Problem set |
1. Translate this sentence from the passage on sports fans into Spanish: "I rarely watch big-deal football any more and can’t say as I miss it."
2. Reproduce the passage on sports fans starting at "There’s something wrong" and ending at "the player deities.", but swap "foul ball" for "pop fly".

Source passage |
Same deal for the Red Sox. It seems to me maybe some of their fans don’t want to give up that certain cachet that comes with being one of the "long-suffering." In my 30 years as a Minnesota Vikings fan, I got very into being a "long-suffering" fan. Four-time losers in Super Bowls, the Vikings managed to gag away every chance to even get back to the big game for the last 25 years.

It finally got to the point for me that the potential benefits no longer outweighed the costs. As a reformed sports freak, I currently hope the 6-0 Vikings win the Super Bowl (if only to relieve their long-suffering fans), but I don’t care if they do or don’t. I rarely watch big-deal football any more and can’t say as I miss it. The freakish, fantasy-football-intensive, 6-days-of-trash-talk-between-games fans and it’s-all-about-me players have screwed it up for me.

Another unattractive thing about the hardest-core American sports fan is their incessant and often creative search for scapegoats. Some one thing or person MUST be to blame for the team’s loss because it couldn’t be that the team just lost because of a series of mistakes. Or that the team did their best and was beaten by a superior opponent. No, because we KNOW that our team is the best. There must have been some outside agent that affected the outcome. Like crappy refs! One bad coaching decision. Some idiot in the stands.

It certainly wasn’t just random chance that did our team in either. No. That would mean that the outcome of sports is uncontrollable. And the sports zealot lives in denial of randomness. If only this manager had a clue, we would win. If only this player didn’t suck, we would win. Right.

There’s something wrong with people willing to string up fans like Steve Bartman, the guy who -- what was he thinking? -- thought it would be fun to catch a foul ball in game 6 of the Cubs-Marlins series. Those nutty fans! Getting in the way of what’s REALLY important. It’s like the fans think they’re there to do more than offer their ticket money as a fragrant offering, pleasing to the player deities.

Dataset excerpts |
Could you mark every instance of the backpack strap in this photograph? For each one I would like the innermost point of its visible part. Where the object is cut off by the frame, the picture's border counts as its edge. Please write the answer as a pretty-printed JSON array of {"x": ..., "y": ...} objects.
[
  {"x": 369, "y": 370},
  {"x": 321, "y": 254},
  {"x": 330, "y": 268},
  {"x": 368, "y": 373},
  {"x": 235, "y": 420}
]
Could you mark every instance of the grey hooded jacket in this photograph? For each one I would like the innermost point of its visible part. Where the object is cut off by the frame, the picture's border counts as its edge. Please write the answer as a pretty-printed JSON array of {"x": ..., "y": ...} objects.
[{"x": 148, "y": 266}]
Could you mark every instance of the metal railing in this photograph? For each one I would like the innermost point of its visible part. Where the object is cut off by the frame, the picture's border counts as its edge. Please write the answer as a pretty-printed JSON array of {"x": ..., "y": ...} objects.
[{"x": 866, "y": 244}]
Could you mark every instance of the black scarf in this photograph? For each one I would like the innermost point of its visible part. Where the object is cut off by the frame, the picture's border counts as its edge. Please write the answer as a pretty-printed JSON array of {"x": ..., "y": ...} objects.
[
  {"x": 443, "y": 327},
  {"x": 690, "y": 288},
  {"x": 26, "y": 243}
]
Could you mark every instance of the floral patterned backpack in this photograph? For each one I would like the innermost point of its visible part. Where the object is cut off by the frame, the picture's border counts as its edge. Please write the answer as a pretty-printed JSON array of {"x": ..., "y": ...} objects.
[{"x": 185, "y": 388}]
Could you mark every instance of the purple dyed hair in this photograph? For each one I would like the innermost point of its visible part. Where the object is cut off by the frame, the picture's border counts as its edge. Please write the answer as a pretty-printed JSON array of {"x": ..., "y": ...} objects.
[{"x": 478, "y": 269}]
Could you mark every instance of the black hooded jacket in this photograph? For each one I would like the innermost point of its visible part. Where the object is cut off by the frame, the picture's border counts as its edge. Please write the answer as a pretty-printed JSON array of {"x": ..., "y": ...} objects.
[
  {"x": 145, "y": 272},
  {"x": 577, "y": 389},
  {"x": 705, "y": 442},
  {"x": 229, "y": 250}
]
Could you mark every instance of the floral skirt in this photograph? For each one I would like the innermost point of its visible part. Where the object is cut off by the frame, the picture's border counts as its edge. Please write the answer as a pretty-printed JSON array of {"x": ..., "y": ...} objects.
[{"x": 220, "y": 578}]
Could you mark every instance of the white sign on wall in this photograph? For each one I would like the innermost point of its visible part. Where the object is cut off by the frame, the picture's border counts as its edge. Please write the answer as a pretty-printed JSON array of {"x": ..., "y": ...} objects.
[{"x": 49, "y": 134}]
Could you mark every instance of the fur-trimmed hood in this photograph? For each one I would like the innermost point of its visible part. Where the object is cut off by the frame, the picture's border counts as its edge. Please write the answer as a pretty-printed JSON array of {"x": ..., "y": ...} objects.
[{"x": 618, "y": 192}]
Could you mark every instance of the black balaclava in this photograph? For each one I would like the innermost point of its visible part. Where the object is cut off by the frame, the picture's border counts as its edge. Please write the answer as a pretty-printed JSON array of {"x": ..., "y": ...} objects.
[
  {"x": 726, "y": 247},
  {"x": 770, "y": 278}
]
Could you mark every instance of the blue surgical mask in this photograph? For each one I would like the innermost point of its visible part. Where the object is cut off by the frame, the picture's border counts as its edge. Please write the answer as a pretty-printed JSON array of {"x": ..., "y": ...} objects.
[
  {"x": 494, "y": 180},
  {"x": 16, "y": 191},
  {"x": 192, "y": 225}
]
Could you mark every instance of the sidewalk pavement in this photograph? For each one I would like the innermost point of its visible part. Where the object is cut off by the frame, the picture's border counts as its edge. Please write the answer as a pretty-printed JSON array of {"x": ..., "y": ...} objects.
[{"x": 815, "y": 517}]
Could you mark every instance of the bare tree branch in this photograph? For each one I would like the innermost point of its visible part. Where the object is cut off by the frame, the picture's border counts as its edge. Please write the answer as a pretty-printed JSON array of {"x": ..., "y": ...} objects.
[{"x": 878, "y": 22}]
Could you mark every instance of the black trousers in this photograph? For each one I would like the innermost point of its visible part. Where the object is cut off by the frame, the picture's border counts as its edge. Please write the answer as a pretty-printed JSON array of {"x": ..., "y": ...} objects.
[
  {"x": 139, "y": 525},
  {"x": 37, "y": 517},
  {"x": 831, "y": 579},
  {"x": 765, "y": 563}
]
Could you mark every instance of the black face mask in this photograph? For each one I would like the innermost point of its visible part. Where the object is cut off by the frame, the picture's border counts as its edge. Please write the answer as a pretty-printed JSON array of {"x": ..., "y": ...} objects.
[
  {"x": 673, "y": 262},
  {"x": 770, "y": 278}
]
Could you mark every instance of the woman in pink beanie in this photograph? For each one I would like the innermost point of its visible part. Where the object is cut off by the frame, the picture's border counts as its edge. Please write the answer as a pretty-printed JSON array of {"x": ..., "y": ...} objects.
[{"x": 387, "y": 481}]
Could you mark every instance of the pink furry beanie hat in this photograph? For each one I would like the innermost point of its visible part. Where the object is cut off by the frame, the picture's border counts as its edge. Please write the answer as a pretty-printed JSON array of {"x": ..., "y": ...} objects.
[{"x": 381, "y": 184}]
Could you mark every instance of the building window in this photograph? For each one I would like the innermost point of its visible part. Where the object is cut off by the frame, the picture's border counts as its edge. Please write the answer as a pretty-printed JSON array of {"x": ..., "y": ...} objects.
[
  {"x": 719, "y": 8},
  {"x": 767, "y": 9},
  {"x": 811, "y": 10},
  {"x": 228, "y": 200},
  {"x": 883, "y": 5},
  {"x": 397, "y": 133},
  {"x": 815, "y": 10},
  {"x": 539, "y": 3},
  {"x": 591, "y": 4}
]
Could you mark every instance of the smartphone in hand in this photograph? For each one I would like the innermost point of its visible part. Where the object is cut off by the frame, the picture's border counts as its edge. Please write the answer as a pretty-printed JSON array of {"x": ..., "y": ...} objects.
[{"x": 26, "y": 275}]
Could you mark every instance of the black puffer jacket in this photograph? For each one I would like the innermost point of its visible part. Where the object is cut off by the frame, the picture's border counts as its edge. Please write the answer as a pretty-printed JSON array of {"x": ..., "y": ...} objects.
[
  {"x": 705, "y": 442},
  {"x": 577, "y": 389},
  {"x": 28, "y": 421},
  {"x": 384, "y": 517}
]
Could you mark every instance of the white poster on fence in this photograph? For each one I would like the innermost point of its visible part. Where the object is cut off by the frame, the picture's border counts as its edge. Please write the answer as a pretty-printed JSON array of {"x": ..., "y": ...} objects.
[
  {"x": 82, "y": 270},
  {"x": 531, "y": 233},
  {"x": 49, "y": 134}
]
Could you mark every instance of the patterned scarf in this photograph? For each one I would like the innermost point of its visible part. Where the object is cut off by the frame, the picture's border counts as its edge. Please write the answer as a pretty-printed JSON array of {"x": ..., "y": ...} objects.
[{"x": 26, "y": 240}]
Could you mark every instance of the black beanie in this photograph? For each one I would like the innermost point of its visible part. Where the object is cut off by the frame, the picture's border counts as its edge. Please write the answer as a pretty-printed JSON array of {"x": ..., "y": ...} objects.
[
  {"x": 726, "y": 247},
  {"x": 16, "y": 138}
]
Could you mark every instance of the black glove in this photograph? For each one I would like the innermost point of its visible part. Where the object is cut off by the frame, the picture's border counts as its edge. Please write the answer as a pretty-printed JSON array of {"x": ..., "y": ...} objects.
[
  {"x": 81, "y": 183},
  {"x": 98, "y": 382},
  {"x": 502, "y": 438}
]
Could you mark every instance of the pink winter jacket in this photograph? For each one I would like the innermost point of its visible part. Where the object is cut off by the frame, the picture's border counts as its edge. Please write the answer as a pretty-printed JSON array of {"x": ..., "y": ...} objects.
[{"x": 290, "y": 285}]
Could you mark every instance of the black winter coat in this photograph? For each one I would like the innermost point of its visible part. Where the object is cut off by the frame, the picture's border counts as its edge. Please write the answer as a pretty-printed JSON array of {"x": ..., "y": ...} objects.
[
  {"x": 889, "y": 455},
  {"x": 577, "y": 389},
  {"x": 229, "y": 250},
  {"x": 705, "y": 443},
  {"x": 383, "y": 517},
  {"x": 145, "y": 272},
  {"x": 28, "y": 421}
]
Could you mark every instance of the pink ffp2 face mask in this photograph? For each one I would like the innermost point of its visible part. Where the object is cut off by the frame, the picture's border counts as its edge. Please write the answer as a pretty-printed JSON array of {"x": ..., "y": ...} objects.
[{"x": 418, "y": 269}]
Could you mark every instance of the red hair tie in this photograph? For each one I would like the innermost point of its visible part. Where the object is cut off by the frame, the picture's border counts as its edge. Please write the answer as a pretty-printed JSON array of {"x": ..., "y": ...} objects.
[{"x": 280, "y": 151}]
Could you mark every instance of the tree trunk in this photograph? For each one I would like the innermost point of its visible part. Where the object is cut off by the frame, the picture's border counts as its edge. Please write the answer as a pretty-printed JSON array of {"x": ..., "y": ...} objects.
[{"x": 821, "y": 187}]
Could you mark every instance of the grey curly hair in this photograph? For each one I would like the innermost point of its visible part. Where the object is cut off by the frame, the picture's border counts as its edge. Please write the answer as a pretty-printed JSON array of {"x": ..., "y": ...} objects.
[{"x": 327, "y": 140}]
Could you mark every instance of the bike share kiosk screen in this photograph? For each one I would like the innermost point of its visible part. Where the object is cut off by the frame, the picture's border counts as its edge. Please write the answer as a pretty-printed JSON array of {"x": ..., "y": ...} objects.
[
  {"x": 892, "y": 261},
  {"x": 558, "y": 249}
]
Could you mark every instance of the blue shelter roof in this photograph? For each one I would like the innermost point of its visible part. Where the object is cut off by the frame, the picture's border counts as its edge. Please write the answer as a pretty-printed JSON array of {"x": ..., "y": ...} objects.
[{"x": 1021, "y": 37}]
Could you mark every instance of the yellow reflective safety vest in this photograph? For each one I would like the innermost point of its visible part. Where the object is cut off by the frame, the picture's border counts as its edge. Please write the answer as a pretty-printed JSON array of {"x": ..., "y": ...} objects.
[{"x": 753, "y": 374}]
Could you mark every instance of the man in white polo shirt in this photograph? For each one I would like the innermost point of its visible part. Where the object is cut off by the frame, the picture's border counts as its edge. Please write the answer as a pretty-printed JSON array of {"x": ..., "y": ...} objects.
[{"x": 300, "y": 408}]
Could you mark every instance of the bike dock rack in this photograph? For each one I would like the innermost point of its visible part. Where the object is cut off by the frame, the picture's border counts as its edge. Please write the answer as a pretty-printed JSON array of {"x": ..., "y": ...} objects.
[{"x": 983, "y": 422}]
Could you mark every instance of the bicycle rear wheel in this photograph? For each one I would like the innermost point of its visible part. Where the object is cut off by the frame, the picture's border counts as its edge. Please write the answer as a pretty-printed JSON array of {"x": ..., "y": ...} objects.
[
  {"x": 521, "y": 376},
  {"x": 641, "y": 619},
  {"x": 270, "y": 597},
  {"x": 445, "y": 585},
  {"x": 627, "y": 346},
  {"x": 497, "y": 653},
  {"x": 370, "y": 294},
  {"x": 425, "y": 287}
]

Answers provided |
1. Ya casi nunca veo el fútbol americano de alto perfil y no puedo decir que lo extrañe.

2.
There’s something wrong with people willing to string up fans like Steve Bartman, the guy who -- what was he thinking? -- thought it would be fun to catch a pop fly in game 6 of the Cubs-Marlins series. Those nutty fans! Getting in the way of what’s REALLY important. It’s like the fans think they’re there to do more than offer their ticket money as a fragrant offering, pleasing to the player deities.